Brano fornito
Confessioni di un trafficante di uomini. Un libro di Chiarelettere.

SeriesBAW08ALTAnche oggi nel Canale di Sicilia si è consumata l’ennesima tragedia . Trenta poveri immigrati hanno perso la vita, il rosario interminabile dei morti continua. L’impotenza dell’Europa è un macabro scaricabarile. Dietro alle decine di migliaia di migranti che ogni anno arrivano in Europa c’è un’industria fatta di grandi professionisti del crimine, gente in doppiopetto, uomini d’affari il cui fatturato mondiale è secondo solo a quello della droga. Un libro, uscito per i tipi di Chiarelettere, scritto da Andrea De Nicola e Giampaolo Musumeci squarcia il velo criminale di questo traffico immondo.

Nel libro, infatti, per la prima volta parlano gli uomini che controllano il traffico dei migranti. Un sistema criminale che gli autori di questo libro hanno potuto raccontare dopo aver percorso le principali vie dell’immigrazione clandestina, dall’Europa dell’Est fino ai paesi che si affacciano sul Mediterraneo. Ecco cosa si muove dietro la massa di disperati che riempiono le pagine dei giornali. Una montagna di soldi, un network flessibile e refrattario alle più sofisticate investigazioni. La testimonianza dei protagonisti conduce dentro un mondo parallelo che nessuno conosce. Ora finalmente possiamo vedere in presa diretta la più spietata agenzia di viaggi del pianeta.

Per gentile concessione dell’Editore pubblichiamo un estratto del volume:

Marina di Turgutreis, distretto di Bodrum, Turchia meridionale.
Sono le 9.30 del mattino di un giorno di maggio del
2010. Al numero 26 di Gazi Mustafa Kemal Bulvarı c’è la
sede della Argolis Yacht Ltd, una società di gestione e affitto
natanti a vela e a motore. Le carte del Bavaria 42 Cruiser
– un monoalbero di tredici metri battente bandiera greca
ormeggiato al molo poco distante – attendono sulla scrivania.
Un uomo sulla quarantina, il viso abbronzato e un po’
segnato, le braccia forti e la stretta di mano vigorosa, si presenta
in agenzia con il passaporto e la patente nautica per
concludere il contratto. È uno skipper. Si chiama Giorgi Dvali,
di nazionalità georgiana. È nato a Poti e da anni lavora con i
turisti sulla costa turca. Organizza crociere nel Mediterraneo.

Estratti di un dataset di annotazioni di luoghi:
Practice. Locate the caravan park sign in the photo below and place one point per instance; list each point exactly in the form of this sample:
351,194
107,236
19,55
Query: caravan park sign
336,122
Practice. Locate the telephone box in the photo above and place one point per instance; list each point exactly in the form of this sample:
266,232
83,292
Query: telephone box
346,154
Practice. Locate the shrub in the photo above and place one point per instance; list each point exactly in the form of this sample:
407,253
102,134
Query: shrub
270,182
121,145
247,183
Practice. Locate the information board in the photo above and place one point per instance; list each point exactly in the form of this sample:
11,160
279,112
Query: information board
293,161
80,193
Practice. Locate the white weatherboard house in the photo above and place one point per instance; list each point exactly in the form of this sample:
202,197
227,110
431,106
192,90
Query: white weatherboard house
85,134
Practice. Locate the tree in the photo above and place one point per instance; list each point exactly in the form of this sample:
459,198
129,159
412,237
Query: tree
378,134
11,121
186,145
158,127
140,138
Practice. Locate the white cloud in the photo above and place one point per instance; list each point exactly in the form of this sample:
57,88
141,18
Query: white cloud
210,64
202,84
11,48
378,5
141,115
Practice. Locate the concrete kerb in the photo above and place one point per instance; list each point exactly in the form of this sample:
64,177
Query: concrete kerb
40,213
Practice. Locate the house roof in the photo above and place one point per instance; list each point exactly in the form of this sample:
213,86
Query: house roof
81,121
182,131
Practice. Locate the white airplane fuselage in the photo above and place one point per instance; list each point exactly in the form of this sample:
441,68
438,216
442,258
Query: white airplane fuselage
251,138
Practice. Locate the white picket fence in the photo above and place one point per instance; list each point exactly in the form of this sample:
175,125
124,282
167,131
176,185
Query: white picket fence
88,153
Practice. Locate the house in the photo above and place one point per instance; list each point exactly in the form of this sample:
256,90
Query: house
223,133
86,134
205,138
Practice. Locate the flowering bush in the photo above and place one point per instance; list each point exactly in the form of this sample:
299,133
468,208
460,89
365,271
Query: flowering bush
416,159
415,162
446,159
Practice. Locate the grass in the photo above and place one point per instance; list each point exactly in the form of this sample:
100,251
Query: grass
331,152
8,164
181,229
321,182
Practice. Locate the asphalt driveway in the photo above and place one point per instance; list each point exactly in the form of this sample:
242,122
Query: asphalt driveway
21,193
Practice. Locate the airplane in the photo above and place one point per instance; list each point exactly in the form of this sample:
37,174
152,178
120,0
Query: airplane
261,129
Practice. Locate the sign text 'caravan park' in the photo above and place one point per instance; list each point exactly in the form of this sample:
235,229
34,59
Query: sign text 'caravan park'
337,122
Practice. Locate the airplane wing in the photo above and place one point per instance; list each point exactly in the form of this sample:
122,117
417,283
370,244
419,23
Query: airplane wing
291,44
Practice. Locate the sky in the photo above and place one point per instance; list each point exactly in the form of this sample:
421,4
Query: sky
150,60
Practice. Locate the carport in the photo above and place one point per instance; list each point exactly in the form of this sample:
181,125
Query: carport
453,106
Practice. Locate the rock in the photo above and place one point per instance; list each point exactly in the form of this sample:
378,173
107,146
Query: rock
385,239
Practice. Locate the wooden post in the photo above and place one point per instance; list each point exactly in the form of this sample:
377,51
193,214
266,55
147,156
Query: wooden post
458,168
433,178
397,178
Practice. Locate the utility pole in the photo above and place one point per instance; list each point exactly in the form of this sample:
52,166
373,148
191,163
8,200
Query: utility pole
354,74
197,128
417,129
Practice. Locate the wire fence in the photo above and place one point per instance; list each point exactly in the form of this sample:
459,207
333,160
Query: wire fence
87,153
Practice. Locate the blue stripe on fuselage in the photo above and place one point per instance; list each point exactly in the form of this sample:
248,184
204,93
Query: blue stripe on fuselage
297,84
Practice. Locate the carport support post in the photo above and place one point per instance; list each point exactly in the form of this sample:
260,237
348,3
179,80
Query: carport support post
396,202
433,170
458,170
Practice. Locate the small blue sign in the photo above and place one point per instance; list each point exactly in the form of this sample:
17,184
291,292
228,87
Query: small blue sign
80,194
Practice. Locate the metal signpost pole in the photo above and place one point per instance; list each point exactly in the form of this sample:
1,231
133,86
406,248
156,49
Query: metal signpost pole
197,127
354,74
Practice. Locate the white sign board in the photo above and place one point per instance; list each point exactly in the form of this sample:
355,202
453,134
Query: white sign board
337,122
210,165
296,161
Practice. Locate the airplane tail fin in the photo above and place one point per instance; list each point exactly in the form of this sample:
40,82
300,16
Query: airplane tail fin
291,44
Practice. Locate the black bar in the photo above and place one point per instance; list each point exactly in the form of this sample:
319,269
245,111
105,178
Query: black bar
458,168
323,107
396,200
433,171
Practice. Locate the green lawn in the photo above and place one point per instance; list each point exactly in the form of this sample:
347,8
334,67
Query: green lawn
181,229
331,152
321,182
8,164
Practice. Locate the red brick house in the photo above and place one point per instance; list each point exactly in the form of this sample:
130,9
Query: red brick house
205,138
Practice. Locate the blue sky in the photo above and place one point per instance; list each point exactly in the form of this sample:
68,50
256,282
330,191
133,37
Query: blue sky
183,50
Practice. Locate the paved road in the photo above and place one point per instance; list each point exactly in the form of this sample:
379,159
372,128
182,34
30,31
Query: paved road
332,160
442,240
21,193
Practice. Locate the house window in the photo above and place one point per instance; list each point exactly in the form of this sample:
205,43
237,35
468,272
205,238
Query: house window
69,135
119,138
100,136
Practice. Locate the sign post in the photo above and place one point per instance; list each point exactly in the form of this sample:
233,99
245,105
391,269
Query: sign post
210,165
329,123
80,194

Cosa fare
**1.** Rispondi in breve a queste domande sul brano dedicato al traffico di migranti:
(a) Quanti immigrati hanno perso la vita nel Canale di Sicilia?
(b) Chi ha scritto il libro pubblicato da Chiarelettere?
(c) In quale città è nato Giorgi Dvali?
**2.** Prosegui il brano sul traffico di migranti a partire dalla sua ultima frase.

Risposte in ordine
**1.**
(a) Trenta.
(b) Andrea De Nicola e Giampaolo Musumeci.
(c) A Poti.

**2.**
Data la loro lunga tradizione marinara, i georgiani, insieme
con gli ucraini, sono velisti assai apprezzati. I porti che
affacciano sul Mar Nero hanno cresciuto, nei secoli, esperti
navigatori. Dvali riferisce all’impiegata che i suoi prossimi
clienti sono una famiglia di americani di Seattle: una coppia
con due figli adolescenti che vuole passare un paio di settimane
tra le coste turche e le isole greche. Vogliono godersi la
mavi yolculuk, la «crociera blu», come la chiamano i pescatori
locali. Per un uomo di mare come lui è una rotta usuale di
rara bellezza, sicura attrattiva per tanti turisti.
Dvali paga in contanti quanto dovuto per l’affitto e l’assicurazione.
Poco dopo è già sul molo e osserva la barca.
Al suo fianco, i tradizionali caicchi turchi, costruiti nelle
marine di Bodrum e Marmaris, e yacht a vela di quindiciventi
metri. Andirivieni di skipper, turisti inglesi e tedeschi,
qualche greco: sul molo una babele di lingue diverse. Dvali
si guarda intorno, poi ispeziona lo scafo, quindi sale, va
sottocoperta e controlla che sia tutto in ordine. Tre cabine
attrezzate, sei posti letto in tutto, una capiente cambusa e
due bagni. Gli interni sono eleganti, ricchi di boiserie. La
barca ha non più di cinque anni; è seminuova. Sul mercato
dell’usato costerebbe intorno ai 120-130.000 euro. L’indomani,
alle prime luci dell’alba, si salpa.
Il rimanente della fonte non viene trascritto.